Dataset rows on where objects appear
# # #
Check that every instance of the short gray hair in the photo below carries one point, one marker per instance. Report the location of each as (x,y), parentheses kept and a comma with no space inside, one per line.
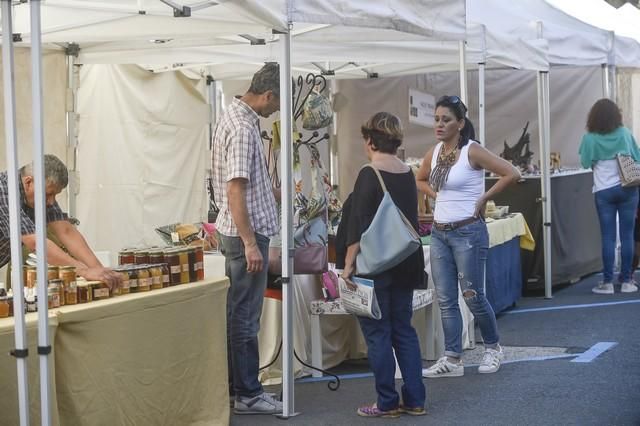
(54,171)
(266,78)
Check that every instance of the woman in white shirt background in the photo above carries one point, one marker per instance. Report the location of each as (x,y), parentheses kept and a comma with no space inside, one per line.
(452,173)
(606,138)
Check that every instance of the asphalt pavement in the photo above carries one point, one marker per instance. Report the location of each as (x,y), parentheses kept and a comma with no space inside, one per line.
(570,360)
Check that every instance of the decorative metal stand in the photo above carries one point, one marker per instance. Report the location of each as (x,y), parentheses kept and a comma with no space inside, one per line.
(303,139)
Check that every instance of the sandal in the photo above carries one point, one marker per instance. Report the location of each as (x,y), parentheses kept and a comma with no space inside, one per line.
(373,411)
(412,411)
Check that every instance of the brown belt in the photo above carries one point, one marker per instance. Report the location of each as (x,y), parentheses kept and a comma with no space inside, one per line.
(454,225)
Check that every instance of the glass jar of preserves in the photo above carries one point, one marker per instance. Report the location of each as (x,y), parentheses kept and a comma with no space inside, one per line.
(99,290)
(156,277)
(133,279)
(126,257)
(144,278)
(156,256)
(183,254)
(200,263)
(141,257)
(84,292)
(31,300)
(4,304)
(10,301)
(54,293)
(193,269)
(124,273)
(30,276)
(67,274)
(71,293)
(52,272)
(166,275)
(173,260)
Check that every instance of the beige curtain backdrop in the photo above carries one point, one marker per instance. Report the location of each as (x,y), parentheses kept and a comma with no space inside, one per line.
(143,153)
(54,83)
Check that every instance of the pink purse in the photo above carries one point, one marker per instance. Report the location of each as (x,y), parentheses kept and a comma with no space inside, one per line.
(330,285)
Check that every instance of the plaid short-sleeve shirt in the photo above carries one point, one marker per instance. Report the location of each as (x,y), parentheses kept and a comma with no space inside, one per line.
(27,222)
(238,153)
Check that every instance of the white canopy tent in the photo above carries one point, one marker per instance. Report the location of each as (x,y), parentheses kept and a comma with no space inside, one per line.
(624,21)
(100,25)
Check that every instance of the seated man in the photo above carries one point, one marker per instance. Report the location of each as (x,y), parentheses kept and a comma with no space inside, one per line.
(79,253)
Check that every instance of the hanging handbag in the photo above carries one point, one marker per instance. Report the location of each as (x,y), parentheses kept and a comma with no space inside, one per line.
(629,171)
(389,239)
(310,234)
(316,111)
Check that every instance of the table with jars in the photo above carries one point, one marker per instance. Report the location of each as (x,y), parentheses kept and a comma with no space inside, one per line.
(151,352)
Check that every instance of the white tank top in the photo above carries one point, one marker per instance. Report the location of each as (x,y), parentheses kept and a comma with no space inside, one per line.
(465,185)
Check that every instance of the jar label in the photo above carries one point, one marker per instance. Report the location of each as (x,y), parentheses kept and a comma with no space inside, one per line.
(100,292)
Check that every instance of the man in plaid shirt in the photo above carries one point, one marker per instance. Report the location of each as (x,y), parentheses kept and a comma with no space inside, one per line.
(248,217)
(79,254)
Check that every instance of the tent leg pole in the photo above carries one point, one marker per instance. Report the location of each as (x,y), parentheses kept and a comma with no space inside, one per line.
(545,178)
(20,336)
(606,93)
(286,116)
(44,344)
(463,71)
(481,104)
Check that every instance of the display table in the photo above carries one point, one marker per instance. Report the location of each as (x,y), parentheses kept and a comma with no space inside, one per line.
(575,236)
(157,357)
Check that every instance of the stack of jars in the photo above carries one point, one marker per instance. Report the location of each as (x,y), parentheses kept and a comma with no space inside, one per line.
(183,265)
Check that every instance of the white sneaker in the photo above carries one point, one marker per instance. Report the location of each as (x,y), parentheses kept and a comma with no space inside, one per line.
(491,360)
(264,403)
(444,368)
(603,288)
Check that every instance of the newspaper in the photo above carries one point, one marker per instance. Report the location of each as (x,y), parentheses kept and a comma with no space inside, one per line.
(362,301)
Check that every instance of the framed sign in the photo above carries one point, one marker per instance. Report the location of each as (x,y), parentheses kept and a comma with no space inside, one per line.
(421,108)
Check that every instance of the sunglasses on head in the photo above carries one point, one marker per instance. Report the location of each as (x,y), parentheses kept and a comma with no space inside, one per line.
(452,100)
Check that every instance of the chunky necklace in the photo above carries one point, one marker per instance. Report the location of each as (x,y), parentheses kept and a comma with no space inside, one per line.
(444,163)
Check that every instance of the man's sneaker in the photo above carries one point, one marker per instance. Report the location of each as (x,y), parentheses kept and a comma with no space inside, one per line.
(491,360)
(261,404)
(603,288)
(444,368)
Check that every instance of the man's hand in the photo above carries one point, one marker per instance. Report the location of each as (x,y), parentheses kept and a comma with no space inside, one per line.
(254,258)
(112,278)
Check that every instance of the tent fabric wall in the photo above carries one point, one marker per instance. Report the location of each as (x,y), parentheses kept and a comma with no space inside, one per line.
(511,101)
(143,153)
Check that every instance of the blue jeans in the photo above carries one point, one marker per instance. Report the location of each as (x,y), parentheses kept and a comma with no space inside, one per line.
(623,202)
(244,307)
(394,331)
(458,258)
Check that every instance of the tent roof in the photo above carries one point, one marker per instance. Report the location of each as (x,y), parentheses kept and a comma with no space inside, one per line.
(602,15)
(571,41)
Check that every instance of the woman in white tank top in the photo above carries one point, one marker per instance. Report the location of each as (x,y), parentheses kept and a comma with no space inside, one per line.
(452,173)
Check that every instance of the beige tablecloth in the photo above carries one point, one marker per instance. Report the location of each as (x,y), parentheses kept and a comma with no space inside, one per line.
(155,358)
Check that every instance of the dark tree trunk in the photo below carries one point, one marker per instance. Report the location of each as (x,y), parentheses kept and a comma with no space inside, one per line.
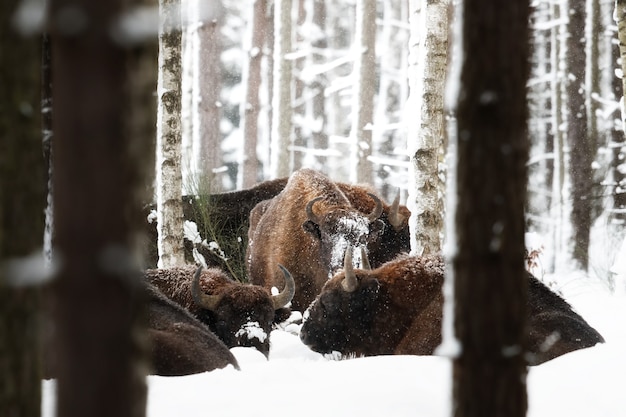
(99,181)
(490,281)
(22,199)
(581,152)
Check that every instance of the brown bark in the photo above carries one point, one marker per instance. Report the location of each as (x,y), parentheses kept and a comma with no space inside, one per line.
(581,152)
(22,199)
(490,283)
(98,185)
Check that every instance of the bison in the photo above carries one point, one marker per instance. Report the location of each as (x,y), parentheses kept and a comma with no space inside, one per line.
(179,343)
(239,314)
(397,309)
(307,228)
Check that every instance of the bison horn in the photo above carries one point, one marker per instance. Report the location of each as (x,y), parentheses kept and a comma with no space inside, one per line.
(365,262)
(349,282)
(284,297)
(202,299)
(378,210)
(395,218)
(309,210)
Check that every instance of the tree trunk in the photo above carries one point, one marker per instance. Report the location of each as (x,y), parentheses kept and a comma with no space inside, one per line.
(208,21)
(281,98)
(618,143)
(319,135)
(22,200)
(251,107)
(490,281)
(363,89)
(427,75)
(581,153)
(99,185)
(169,137)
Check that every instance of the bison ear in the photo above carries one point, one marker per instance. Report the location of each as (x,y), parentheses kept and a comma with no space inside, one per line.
(312,228)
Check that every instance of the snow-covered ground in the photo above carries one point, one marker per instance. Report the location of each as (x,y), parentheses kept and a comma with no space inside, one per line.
(297,381)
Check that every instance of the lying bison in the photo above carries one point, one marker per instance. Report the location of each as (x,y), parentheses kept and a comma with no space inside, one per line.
(239,314)
(397,309)
(179,343)
(307,228)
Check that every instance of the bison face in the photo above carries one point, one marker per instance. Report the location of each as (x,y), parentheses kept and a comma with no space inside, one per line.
(244,317)
(341,228)
(339,320)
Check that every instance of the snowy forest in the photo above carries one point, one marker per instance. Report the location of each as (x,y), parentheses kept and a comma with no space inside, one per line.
(126,124)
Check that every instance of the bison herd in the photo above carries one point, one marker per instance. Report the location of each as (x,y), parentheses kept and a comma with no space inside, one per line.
(337,253)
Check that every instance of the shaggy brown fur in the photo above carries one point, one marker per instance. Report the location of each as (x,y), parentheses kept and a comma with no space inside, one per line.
(240,305)
(282,233)
(179,343)
(397,309)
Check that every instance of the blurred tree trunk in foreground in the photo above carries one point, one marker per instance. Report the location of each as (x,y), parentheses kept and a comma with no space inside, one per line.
(489,373)
(99,187)
(22,200)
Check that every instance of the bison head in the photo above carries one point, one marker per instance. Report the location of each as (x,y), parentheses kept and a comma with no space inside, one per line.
(340,318)
(243,315)
(340,228)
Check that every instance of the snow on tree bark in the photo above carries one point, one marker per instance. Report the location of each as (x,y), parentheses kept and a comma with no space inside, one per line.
(581,154)
(281,95)
(363,90)
(428,58)
(169,136)
(490,280)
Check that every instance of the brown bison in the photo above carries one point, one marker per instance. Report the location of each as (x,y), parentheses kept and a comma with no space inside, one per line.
(307,228)
(179,343)
(239,314)
(397,309)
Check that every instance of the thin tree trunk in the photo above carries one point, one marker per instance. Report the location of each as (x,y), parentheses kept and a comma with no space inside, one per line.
(207,93)
(22,199)
(429,58)
(98,198)
(363,91)
(319,135)
(618,144)
(281,98)
(490,281)
(581,153)
(169,138)
(251,107)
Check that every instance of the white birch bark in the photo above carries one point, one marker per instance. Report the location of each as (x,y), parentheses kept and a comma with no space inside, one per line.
(168,166)
(281,95)
(428,46)
(363,89)
(620,20)
(251,82)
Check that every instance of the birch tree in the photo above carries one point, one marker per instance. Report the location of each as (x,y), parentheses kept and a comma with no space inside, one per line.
(580,151)
(169,136)
(99,191)
(490,283)
(205,21)
(281,95)
(428,55)
(22,199)
(619,142)
(363,90)
(251,104)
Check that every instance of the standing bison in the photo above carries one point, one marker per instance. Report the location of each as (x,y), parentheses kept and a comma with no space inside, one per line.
(397,309)
(239,314)
(307,228)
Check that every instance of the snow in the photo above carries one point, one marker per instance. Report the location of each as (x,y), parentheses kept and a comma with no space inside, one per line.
(295,380)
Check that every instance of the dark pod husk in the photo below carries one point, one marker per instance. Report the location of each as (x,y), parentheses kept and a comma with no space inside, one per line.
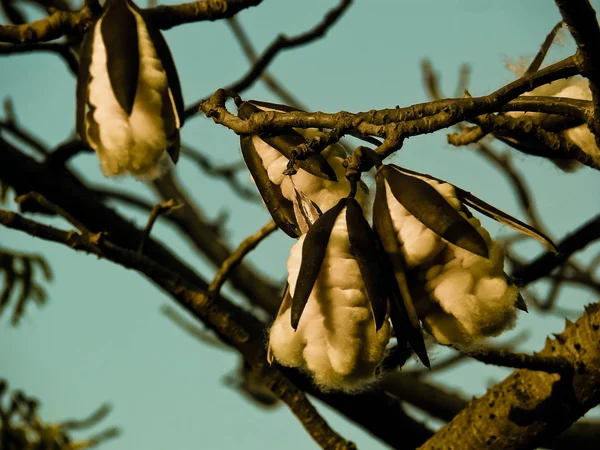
(364,247)
(280,208)
(286,143)
(305,210)
(286,303)
(313,254)
(402,310)
(430,207)
(476,203)
(119,32)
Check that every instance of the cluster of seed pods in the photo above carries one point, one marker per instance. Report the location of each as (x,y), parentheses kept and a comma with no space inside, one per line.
(425,263)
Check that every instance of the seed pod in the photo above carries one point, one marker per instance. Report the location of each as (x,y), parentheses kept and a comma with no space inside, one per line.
(287,143)
(129,103)
(458,293)
(281,209)
(333,321)
(571,130)
(320,180)
(402,312)
(492,212)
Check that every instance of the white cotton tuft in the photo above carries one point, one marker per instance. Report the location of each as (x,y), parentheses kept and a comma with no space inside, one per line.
(336,341)
(465,296)
(576,88)
(324,193)
(134,144)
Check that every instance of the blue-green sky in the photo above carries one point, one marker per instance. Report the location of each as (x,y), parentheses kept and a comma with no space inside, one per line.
(102,338)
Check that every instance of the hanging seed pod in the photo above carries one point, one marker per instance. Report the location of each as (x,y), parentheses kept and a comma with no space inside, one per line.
(320,179)
(333,321)
(448,269)
(569,128)
(281,209)
(129,103)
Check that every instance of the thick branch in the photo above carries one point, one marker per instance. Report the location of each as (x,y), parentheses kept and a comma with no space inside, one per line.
(529,407)
(580,17)
(61,23)
(222,316)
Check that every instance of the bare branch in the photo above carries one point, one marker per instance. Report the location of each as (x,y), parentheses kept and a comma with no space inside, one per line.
(580,17)
(190,220)
(543,265)
(221,316)
(504,358)
(529,407)
(157,211)
(281,43)
(61,23)
(275,86)
(236,257)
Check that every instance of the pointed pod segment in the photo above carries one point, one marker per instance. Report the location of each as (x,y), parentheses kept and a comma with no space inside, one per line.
(492,212)
(402,310)
(129,102)
(364,247)
(428,206)
(313,254)
(287,143)
(505,219)
(280,208)
(520,303)
(120,35)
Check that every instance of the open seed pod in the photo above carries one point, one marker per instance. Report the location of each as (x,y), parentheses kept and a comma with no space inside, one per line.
(449,270)
(333,321)
(569,128)
(320,179)
(129,103)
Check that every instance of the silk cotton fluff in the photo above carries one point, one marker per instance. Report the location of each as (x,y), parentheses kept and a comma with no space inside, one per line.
(460,296)
(319,179)
(336,340)
(577,88)
(129,104)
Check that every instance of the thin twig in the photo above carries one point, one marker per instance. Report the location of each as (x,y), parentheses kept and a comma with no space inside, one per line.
(580,17)
(157,211)
(41,200)
(504,358)
(281,43)
(60,23)
(226,172)
(223,317)
(271,82)
(236,257)
(546,263)
(202,334)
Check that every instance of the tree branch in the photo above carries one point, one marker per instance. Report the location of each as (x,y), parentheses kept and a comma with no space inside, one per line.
(580,17)
(529,407)
(281,43)
(61,23)
(543,265)
(236,257)
(220,314)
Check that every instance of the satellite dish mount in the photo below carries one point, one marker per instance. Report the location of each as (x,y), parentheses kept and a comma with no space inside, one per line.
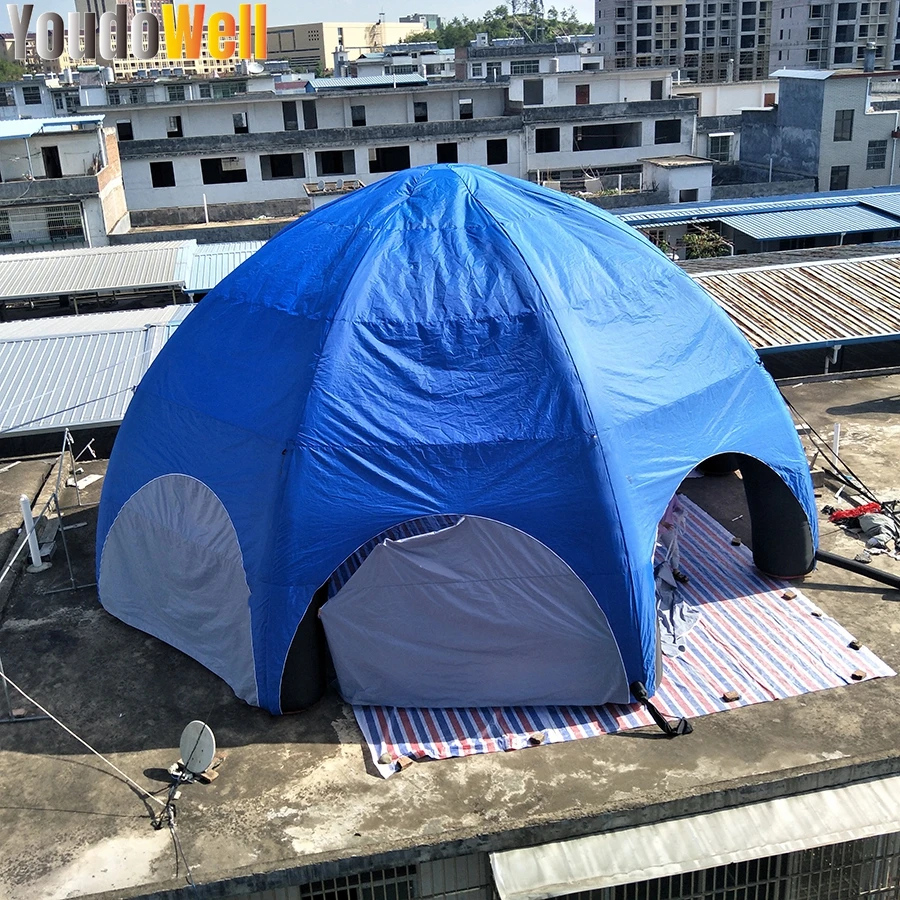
(198,747)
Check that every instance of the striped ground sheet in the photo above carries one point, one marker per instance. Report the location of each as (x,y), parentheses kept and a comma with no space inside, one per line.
(749,639)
# # #
• Exercise directions
Quote exactly, and only, the lines from the one containing "Check that every instance of the satellite" through the last line of the records above, both included; leave out any pictures.

• Full output
Check that every instance of the satellite dish mount in the photo below carries one point, one marker per instance. Report the location of each as (x,y), parentheses kept and a comma with no space inside, one per line.
(198,747)
Check that every instance of the striped ground sheet in the photo above carries one point, one marker per instance. Report the location of each as (x,y), parentheses kept and a comma with no space inside, one per line.
(749,639)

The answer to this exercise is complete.